> [Required work]:
1) Decide whether each statement below agrees with the article on the defense authorization debate. Answer yes or no for each and quote the deciding words of the article. (a) Graham said he has visited Afghanistan and Iraq numerous times. (b) The DREAM Act is the measure that would repeal Don't Ask Don't Tell. (c) Olympia Snowe is a senator from Arizona.
2) Please output the passage of the article on the defense authorization debate from "A debate over" up to and including "in the military).", reproducing its wording without changes.
Start of Text
McCain Knocks Amendments To Defense Authorization Despite Once Offering His Own

McCain Knocks Amendments To Defense Authorization Despite Once Offering His Own

A debate over the high-profile immigration and gay-rights amendments to the defense authorization bill boiled over on the Senate floor on Monday with Republicans accusing Democrats of trying to pass extraneous measures under the cover of national security.

In back-to-back statements, Sens. John McCain (R-Ariz.) and Lindsey Graham (R-S.C.) accused Democratic leadership of playing politics with the legislative process, not simply by prohibiting the amendments Republicans can offer to the DoD authorization but by tacking on the DREAM Act (providing paths to citizenship for illegal immigrants) and repeal of Don't Ask Don't Tell (which prohibits openly gay members from serving in the military).

"[I]t makes no sense to me, Senator McCain, for us to bring the defense authorization bill to the floor of the Senate at any time where you and I cannot offer an amendment about how you try a terrorist," said Graham, according to an unofficial transcript of the exchange. "I can't offer those amendments. We're going to be offering on the "DREAM" Act. The "DREAM" Act is a hot topic in the immigration world but not hot among our troops. I've been to Afghanistan and Iraq numerous times and I haven't had one soldier ask me about the DREAM Act. Are they going to get paid more? Do they have the tools to win the war? I think this is politics at its worst. I stand here saying our party has probably abused rules in the past but not like this."

Prior to Graham, McCain had insisted that in year's past, Republicans "didn't allow" extraneous items to be tacked on to such bills. By day's end, other Republicans had joined the chorus. Senator Olympia Snowe (R-ME), a critical vote on the forthcoming effort to filibuster the legislation, expressed her displeasure that the amendment process had been so tilted in favor of Democratic priorities.
End of Text
Start of Records provided
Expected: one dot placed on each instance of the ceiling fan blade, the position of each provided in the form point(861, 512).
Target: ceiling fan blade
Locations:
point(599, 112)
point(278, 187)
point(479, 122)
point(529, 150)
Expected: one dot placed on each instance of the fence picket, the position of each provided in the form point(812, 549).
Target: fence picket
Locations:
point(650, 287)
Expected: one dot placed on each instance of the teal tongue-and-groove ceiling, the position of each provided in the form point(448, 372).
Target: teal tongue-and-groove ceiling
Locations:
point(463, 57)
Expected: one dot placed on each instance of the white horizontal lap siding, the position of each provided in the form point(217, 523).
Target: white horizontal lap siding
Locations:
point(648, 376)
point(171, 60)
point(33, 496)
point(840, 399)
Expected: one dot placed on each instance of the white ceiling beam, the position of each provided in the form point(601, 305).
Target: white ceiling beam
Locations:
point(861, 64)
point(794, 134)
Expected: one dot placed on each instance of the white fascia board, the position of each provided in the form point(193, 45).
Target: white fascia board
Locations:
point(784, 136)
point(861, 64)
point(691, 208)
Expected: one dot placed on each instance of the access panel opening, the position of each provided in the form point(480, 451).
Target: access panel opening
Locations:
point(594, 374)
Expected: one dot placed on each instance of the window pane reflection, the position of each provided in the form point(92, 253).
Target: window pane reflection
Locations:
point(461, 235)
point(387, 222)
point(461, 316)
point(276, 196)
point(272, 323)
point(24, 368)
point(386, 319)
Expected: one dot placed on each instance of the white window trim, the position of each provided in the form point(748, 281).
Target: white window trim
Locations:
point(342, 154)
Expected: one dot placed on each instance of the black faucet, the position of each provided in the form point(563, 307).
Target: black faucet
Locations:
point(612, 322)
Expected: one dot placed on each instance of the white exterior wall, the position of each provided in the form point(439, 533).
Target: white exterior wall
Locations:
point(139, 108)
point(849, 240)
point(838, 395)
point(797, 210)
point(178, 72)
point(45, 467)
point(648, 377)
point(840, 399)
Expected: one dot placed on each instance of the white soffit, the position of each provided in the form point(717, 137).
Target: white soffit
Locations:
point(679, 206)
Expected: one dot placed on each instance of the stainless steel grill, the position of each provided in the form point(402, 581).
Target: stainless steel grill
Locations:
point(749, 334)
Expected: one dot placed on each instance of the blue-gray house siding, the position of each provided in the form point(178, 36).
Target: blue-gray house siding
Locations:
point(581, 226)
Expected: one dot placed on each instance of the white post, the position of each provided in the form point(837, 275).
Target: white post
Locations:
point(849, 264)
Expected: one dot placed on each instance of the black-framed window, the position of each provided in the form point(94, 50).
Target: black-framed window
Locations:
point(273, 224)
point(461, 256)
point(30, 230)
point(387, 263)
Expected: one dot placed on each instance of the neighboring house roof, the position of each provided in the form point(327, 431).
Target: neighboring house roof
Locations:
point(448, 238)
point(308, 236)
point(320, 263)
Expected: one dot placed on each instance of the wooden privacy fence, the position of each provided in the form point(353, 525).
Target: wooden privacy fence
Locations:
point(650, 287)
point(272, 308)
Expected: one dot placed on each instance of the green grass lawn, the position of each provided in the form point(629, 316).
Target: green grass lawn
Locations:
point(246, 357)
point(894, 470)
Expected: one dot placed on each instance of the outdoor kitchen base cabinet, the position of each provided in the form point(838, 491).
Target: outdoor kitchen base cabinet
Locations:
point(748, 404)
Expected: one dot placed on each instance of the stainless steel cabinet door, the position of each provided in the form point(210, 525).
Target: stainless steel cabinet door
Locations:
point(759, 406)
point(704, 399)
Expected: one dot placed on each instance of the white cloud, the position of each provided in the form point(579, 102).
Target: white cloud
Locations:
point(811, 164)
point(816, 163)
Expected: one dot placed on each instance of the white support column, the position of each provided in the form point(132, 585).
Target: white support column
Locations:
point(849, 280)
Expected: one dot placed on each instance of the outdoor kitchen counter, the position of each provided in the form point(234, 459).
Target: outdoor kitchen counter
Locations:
End of Records provided
> [Outputs for the tasks]:
1)
(a) Yes: "I've been to Afghanistan and Iraq numerous times"
(b) No: "the DREAM Act (providing paths to citizenship for illegal immigrants)"
(c) No: "Senator Olympia Snowe (R-ME)"

2)
A debate over the high-profile immigration and gay-rights amendments to the defense authorization bill boiled over on the Senate floor on Monday with Republicans accusing Democrats of trying to pass extraneous measures under the cover of national security.

In back-to-back statements, Sens. John McCain (R-Ariz.) and Lindsey Graham (R-S.C.) accused Democratic leadership of playing politics with the legislative process, not simply by prohibiting the amendments Republicans can offer to the DoD authorization but by tacking on the DREAM Act (providing paths to citizenship for illegal immigrants) and repeal of Don't Ask Don't Tell (which prohibits openly gay members from serving in the military).